Category Archives: Content Development

Branded Content: It’s Not Just for Big Brands or Big Budgets: Small businesses can leverage branded content to great advantage

The idea of “branded content” often conjures up images of expensive marketing campaigns with Hollywood-style treatments. So to a smaller business, the concept may feel daunting. But the reality is that branded content can run the gamut of scale and budget; the most important thing is to do it well. And for a small business, a well-thought campaign can utilize branded content to great effect.

In this post, you’ll learn:

-What’s the big deal about branded content?

-Where to begin your own branded content efforts

Why all the fuss about branded content?

As defined by the Branded Content Marketing Association through commissioned research, branded content is “any content that can be associated with a brand in the eye of the beholder.” In that light, branded content is obviously of the utmost importance as it encompasses the entirety of your marketing efforts, and beyond.

### DATA SECTION
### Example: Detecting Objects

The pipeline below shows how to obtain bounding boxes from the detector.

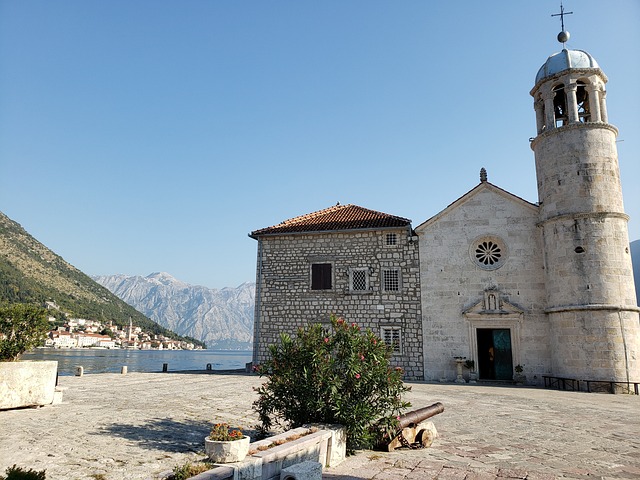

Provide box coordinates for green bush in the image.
[253,317,411,453]
[0,303,49,361]
[0,465,46,480]
[169,462,215,480]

### EXERCISE BRIEF
Rewrite the part of the article on branded content that opens with the words containing "In this post, you’ll" and closes with "fuss about branded content?", replacing "branded content" with "sponsored content" wherever it occurs.

### ANSWER TO THIS EXERCISE
In this post, you’ll learn:

-What’s the big deal about sponsored content?

-Where to begin your own sponsored content efforts

Why all the fuss about sponsored content?